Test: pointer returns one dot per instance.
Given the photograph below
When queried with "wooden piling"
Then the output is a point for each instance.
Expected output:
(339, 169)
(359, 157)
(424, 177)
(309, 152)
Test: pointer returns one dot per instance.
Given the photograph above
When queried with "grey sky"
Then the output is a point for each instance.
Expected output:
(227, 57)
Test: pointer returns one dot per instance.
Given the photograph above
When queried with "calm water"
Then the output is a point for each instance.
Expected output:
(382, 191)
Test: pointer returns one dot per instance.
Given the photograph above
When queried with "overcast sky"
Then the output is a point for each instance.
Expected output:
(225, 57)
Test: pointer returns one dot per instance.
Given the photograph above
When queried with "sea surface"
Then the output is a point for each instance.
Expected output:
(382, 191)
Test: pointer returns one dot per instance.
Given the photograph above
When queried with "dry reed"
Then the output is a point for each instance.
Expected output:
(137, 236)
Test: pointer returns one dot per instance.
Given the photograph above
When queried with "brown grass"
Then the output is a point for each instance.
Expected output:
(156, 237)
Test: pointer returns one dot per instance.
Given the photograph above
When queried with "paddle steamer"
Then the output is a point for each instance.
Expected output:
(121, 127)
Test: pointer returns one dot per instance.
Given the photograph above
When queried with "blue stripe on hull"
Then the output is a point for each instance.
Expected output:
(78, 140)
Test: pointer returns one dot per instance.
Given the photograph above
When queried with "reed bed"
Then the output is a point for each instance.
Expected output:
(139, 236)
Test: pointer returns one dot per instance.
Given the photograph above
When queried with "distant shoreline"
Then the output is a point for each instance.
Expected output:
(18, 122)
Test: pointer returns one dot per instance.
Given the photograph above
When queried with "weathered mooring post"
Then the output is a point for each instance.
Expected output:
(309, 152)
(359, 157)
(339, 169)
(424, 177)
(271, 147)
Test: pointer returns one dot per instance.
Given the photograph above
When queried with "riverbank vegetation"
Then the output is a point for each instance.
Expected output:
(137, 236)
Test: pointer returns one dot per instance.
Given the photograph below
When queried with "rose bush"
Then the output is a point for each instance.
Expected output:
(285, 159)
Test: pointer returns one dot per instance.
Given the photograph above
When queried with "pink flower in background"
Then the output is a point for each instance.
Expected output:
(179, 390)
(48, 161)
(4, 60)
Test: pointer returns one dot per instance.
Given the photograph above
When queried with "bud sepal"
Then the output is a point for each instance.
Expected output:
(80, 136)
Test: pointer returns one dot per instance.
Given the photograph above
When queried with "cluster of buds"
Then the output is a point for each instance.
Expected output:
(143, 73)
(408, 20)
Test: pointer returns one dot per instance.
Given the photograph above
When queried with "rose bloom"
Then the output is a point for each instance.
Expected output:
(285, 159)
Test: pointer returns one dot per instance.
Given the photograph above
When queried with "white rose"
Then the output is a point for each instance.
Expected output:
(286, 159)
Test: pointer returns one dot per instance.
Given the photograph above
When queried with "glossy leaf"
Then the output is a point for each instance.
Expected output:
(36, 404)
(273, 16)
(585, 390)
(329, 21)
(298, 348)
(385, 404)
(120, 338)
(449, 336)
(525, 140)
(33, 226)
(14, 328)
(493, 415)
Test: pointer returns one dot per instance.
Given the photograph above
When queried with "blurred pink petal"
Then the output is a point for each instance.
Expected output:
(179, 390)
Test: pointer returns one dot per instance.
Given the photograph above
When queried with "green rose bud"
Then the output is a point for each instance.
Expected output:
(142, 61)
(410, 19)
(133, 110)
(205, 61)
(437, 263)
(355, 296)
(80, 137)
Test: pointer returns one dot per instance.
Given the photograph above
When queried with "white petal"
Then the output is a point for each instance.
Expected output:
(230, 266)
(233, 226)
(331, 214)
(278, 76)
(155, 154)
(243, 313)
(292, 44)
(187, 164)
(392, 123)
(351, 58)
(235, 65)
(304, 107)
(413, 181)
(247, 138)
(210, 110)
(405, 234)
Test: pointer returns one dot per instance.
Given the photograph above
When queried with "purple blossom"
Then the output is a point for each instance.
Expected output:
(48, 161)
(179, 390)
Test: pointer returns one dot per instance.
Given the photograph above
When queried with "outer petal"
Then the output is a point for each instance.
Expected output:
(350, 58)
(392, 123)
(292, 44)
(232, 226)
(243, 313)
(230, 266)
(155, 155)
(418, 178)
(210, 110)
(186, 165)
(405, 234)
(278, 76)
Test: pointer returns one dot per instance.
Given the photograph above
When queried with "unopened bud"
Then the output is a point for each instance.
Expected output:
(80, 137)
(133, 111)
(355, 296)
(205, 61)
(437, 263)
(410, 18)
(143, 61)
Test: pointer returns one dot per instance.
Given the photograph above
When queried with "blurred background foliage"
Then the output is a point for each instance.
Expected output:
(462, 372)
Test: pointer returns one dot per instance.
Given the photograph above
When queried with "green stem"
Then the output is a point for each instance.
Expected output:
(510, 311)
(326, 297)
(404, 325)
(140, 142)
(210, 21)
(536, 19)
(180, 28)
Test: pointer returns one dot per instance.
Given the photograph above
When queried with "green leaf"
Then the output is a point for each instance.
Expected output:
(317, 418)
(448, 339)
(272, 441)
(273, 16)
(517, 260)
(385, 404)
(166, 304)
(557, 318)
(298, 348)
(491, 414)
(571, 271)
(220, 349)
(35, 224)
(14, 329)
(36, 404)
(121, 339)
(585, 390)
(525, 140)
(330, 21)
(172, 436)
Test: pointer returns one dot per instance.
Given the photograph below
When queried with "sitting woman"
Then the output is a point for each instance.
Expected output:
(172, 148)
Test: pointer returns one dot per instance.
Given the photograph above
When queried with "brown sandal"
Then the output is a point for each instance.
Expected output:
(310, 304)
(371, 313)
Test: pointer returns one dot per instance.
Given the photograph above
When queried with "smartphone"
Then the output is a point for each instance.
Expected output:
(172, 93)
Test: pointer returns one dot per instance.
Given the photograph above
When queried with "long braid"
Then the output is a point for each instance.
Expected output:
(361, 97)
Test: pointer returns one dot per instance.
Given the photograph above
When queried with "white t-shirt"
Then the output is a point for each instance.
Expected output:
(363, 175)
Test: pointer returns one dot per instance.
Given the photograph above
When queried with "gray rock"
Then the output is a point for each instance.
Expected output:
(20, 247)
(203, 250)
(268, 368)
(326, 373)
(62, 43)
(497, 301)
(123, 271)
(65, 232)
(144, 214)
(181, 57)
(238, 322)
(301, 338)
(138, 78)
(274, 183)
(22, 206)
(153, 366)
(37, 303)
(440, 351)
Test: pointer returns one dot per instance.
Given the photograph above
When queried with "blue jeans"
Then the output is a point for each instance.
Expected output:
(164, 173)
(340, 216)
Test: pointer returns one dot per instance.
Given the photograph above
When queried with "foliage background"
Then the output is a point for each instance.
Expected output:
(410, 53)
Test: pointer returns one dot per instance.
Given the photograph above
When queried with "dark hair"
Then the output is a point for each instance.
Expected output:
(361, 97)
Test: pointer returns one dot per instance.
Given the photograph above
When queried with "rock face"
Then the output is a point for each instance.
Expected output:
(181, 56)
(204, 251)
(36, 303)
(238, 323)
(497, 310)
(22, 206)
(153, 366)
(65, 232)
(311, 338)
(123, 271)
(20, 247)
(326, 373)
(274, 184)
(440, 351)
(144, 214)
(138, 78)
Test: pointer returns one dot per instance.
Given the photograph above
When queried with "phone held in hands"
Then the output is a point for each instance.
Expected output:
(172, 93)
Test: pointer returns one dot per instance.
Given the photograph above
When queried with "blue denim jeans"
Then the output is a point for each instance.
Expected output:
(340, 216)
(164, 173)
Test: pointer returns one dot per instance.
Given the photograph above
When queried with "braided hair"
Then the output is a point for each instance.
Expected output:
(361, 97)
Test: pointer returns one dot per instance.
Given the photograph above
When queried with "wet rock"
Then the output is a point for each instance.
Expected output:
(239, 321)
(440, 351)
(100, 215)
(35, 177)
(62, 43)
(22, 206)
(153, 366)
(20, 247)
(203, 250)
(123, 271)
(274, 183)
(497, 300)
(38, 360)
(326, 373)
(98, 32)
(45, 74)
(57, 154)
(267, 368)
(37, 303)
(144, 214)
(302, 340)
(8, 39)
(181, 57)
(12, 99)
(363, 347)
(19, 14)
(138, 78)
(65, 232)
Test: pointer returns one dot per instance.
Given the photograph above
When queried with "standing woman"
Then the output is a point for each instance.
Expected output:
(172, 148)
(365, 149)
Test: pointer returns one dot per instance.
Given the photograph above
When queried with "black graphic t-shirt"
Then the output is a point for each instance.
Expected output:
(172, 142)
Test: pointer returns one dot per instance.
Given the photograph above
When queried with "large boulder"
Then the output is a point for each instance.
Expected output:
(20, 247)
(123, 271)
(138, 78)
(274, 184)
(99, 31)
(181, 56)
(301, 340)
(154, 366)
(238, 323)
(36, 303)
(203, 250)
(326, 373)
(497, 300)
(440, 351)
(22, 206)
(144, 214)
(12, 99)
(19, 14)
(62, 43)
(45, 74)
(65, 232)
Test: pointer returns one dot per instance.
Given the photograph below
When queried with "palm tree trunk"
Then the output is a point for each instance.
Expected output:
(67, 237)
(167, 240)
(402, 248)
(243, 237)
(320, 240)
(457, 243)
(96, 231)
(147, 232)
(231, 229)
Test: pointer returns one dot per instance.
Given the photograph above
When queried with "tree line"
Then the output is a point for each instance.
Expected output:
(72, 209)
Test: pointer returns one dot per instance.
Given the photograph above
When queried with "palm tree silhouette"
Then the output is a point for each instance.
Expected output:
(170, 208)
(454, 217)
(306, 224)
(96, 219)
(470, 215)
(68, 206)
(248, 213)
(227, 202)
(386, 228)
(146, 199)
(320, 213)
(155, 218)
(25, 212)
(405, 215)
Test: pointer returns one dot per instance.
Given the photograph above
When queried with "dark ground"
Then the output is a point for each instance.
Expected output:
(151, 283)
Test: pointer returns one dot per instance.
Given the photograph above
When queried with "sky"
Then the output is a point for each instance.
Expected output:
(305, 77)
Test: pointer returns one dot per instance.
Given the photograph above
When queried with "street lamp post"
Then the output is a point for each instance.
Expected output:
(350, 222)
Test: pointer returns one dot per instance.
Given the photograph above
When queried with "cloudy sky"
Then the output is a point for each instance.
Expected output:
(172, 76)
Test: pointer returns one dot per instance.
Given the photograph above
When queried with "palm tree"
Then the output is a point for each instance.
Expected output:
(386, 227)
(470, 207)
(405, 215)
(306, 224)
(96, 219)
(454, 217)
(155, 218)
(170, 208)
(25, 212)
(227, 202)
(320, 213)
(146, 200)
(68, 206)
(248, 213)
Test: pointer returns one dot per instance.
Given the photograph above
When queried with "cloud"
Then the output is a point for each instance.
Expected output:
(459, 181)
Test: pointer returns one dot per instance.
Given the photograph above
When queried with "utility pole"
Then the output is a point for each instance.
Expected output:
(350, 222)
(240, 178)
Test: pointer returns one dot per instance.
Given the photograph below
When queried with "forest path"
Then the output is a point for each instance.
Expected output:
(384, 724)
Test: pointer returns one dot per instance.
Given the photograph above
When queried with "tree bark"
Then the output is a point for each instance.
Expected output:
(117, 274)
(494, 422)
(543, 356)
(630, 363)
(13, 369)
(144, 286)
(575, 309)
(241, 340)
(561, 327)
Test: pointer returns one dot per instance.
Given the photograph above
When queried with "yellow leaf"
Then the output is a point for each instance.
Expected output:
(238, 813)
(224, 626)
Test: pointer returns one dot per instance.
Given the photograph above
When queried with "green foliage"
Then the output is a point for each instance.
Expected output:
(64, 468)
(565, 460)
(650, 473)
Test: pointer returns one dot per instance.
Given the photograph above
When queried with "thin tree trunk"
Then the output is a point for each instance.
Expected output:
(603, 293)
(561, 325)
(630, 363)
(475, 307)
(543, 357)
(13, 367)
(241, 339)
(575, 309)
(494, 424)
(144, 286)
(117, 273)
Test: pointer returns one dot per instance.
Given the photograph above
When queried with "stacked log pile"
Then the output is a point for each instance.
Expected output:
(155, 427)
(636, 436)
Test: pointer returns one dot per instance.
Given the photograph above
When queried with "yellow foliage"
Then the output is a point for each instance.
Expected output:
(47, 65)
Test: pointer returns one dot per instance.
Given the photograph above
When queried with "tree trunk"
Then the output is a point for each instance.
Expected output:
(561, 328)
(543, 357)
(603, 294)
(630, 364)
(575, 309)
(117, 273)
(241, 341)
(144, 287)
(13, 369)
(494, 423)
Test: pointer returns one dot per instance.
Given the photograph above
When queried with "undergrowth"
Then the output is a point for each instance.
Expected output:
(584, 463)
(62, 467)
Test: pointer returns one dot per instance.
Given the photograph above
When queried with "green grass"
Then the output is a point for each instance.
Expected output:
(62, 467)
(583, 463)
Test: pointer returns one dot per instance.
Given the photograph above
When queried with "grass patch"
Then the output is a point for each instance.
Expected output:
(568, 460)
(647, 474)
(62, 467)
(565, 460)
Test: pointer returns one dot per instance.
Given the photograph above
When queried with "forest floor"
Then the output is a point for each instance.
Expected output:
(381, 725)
========================================
Requisitos del ejercicio:
Localiza en las entradas de arriba todas las líneas que contienen la palabra "palm" y cópialas.

Respuesta:
When queried with "palm tree trunk"
When queried with "palm tree silhouette"
When queried with "palm tree"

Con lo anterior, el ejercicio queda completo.